● **Task prompt**: Change every "put a pin on" in the records below to "place a marker on", and write all the lines out again with nothing else altered.

[start of Supplied material]

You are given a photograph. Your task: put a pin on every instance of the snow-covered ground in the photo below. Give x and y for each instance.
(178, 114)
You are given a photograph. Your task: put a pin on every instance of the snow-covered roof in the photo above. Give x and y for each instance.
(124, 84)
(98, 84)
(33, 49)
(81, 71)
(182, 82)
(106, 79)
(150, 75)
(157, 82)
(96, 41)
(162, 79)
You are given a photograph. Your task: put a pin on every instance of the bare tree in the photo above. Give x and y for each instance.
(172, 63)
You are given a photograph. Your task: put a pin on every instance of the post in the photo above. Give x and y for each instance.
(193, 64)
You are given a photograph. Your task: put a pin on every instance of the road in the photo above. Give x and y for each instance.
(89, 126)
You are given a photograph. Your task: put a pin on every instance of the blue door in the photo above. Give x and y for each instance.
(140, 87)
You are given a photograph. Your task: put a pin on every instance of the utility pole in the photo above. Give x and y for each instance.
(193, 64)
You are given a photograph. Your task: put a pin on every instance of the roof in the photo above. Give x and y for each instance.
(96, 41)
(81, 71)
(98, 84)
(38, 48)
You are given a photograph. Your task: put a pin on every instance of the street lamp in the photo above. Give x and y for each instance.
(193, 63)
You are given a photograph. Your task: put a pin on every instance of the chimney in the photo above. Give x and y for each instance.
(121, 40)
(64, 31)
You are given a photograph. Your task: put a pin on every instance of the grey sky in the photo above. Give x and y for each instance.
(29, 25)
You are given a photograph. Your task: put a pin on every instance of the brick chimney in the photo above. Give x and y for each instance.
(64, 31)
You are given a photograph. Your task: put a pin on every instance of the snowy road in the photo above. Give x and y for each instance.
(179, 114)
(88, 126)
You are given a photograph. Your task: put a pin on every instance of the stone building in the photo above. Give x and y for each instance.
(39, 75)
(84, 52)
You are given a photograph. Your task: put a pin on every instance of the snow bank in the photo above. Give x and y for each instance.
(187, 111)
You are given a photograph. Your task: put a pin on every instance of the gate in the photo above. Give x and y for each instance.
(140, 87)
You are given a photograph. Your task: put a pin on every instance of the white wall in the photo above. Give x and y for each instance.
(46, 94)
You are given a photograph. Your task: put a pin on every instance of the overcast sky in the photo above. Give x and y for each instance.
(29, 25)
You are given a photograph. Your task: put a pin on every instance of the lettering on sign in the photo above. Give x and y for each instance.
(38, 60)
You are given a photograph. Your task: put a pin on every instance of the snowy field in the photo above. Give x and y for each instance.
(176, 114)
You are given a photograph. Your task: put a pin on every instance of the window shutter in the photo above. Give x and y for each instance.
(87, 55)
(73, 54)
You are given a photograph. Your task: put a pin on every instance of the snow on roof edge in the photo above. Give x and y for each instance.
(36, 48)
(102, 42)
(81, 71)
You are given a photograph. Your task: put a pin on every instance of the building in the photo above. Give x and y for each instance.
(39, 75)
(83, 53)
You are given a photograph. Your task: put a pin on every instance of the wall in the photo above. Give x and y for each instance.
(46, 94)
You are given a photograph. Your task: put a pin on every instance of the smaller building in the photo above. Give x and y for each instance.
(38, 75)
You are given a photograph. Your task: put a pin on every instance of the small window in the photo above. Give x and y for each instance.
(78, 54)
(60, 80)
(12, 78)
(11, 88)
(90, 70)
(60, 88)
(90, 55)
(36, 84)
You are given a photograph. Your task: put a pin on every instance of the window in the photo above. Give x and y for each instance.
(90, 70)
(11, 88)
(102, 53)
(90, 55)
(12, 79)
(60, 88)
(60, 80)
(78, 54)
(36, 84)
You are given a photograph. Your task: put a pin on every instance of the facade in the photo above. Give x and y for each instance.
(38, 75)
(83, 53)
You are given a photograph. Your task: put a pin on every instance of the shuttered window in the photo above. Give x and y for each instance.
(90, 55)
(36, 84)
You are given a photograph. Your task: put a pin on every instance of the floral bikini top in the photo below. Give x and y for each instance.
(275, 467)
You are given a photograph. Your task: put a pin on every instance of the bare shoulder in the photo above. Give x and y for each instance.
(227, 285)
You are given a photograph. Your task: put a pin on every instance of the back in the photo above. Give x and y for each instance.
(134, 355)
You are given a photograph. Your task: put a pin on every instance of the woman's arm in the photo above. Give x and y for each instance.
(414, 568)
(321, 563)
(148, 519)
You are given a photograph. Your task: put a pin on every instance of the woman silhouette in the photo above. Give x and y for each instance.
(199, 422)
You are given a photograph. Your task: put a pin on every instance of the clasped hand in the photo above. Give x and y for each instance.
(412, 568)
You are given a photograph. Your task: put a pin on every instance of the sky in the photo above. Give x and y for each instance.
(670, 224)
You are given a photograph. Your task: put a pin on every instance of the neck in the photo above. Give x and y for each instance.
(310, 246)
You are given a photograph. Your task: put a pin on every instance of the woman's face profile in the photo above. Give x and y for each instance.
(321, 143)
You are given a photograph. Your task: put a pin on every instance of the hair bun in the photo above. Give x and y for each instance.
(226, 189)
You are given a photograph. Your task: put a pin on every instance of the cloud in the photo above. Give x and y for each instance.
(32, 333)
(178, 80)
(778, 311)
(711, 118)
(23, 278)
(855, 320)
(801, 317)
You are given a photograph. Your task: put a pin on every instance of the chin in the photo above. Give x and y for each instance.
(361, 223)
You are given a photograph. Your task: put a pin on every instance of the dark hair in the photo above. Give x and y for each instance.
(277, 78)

[end of Supplied material]

● **Problem solution**:
You are given a photograph. Your task: place a marker on every instance of the snow-covered ground in the photo below. Give x and y for each instance.
(178, 114)
You are given a photograph. Your task: place a marker on every instance of the snow-covered roof in the photo above. Give x and y for each instance.
(124, 84)
(98, 84)
(33, 49)
(81, 71)
(182, 82)
(106, 79)
(150, 75)
(157, 82)
(96, 41)
(162, 79)
You are given a photograph. Your task: place a marker on every instance of the bare tree in the photo above. Give x and y for each instance.
(172, 63)
You are given a photograph. Your task: place a marker on every instance of the post in the photo above. Give x and y for each instance.
(193, 64)
You are given a photograph. Your task: place a marker on every instance of the road in the photo above. Give x and y for each instance.
(89, 126)
You are given a photograph. Your task: place a marker on every instance of the blue door in the photo above. Give x and y for each instance.
(140, 87)
You are given a photograph. Your task: place a marker on every instance of the utility pole in the photo above. Give x and y for each instance.
(193, 64)
You are given a photograph. Your task: place a marker on every instance of the roof in the photo above. Give x and y for each instance.
(96, 41)
(81, 71)
(98, 84)
(38, 48)
You are given a photograph. Your task: place a marker on every instance of the street lamp in the photo above. Give x and y for each instance.
(193, 63)
You are given a photograph. Your task: place a marker on every instance of the chimney in the photo above. Give x and y for each instance.
(121, 40)
(64, 31)
You are given a photograph. Your task: place a marker on every instance of the grey sky in the photo above. Give x and y for each instance.
(29, 25)
You are given a photograph. Your task: place a marker on every instance of the brick chimney in the photo above. Give x and y for each instance.
(64, 31)
You are given a photograph. Your task: place a marker on every instance of the snowy road in the photo above. Give x and y for each instance.
(179, 114)
(88, 126)
You are given a photograph. Your task: place a marker on every instance of the stone building in the photo above. Give x and y for each instance.
(39, 75)
(84, 52)
You are given a photograph. Your task: place a marker on every instance of the snow bank in the photo above. Give x and y for each instance.
(187, 111)
You are given a photograph. Your task: place a marker on every instance of the gate in the photo above. Give x and y for each instance.
(140, 87)
You are given a photograph. Your task: place a marker on every instance of the white wall in the photo above. Give x and y for each instance.
(46, 94)
You are given a photograph. Your task: place a marker on every instance of the overcast sky in the photo above. Give x and y for each instance.
(29, 25)
You are given a photograph. Your task: place a marker on every instance of the lettering on sign in the photo above. Give x and y for each instance.
(38, 60)
You are given a photograph. Your task: place a marker on every instance of the snowy field in the photo above. Give x and y for each instance.
(176, 114)
You are given a photograph. Your task: place a marker on every instance of the window shutter in the photo above. Give x and y for each instance.
(87, 55)
(73, 54)
You are given a photograph. Your task: place a marker on every instance of the snow on roof edge in the photo above. Give x and y for each instance.
(36, 48)
(102, 42)
(81, 71)
You are given a photograph. Your task: place a marker on every instance of the building in the photo above. Give x and y for each instance.
(39, 75)
(83, 53)
You are given a photograph. Your task: place a marker on every instance of the wall in the photo above. Give x and y for each instance.
(46, 94)
You are given a photograph. Your task: place a marker on every instance of the smaller building in the photo above. Give x and y for each instance.
(38, 75)
You are given a photograph. Your task: place a marker on every instance of the small window in the photo above. Give x and y for each instance.
(78, 54)
(60, 80)
(12, 78)
(11, 88)
(90, 70)
(60, 88)
(90, 55)
(36, 84)
You are given a photograph. Your task: place a marker on every instance of the window in the photo above. Give x and y for each instance.
(90, 70)
(11, 88)
(102, 53)
(90, 55)
(12, 79)
(60, 88)
(60, 80)
(78, 54)
(36, 84)
You are given a photograph. Your task: place a marker on every instance of the facade in the photo above. Give x and y for each instance.
(38, 75)
(83, 53)
You are given a photograph. Your task: place a marker on every instance of the shuttered window in the photo above. Give x and y for each instance.
(90, 55)
(36, 84)
You are given a photograph. Your task: place a marker on every instance of the floral bikini top in the photo below. Give x and y for each instance.
(275, 467)
You are given a photograph. Your task: place a marker on every instance of the bare shoulder in the photo above. Give x and y for each instance.
(227, 285)
You are given a photograph. Your task: place a marker on every instance of the back in the photo above. Give x and y for each instance.
(134, 355)
You are given a photograph. Your task: place a marker on every instance of the woman's arm in the photo above. Give x and y for each instance.
(414, 568)
(321, 563)
(148, 519)
You are given a photograph. Your task: place a marker on every instance of the woman silhouette in the photo above. Give x and y for each instance.
(199, 422)
You are given a photograph. Your task: place a marker on every instance of the clasped hand in the photo above. Give x and y for each instance.
(412, 568)
You are given a photograph. Your task: place a marker on every instance of the sky in the photo above. Give x and y for each instance.
(670, 224)
You are given a photograph. Your task: place a marker on every instance of the neck in the photo above. Give x and y for each instance.
(310, 246)
You are given a photograph. Your task: place a marker on every instance of the woman's face profile in the photo above. Give x and y for each instance.
(321, 143)
You are given a photograph. Your task: place a marker on every instance of the hair bun in the photo above. Give x and y for each instance.
(226, 189)
You are given a photograph. Your task: place a marker on every instance of the cloud in the photo above. Give x and y for each instance.
(32, 333)
(178, 80)
(778, 311)
(711, 118)
(23, 278)
(855, 320)
(801, 317)
You are given a photograph. Your task: place a marker on every instance of the chin in the photo above. Give x and y for each instance.
(361, 223)
You are given a photograph. Your task: place a marker on every instance of the dark hair in the photo above. Give x and y for each instance.
(277, 78)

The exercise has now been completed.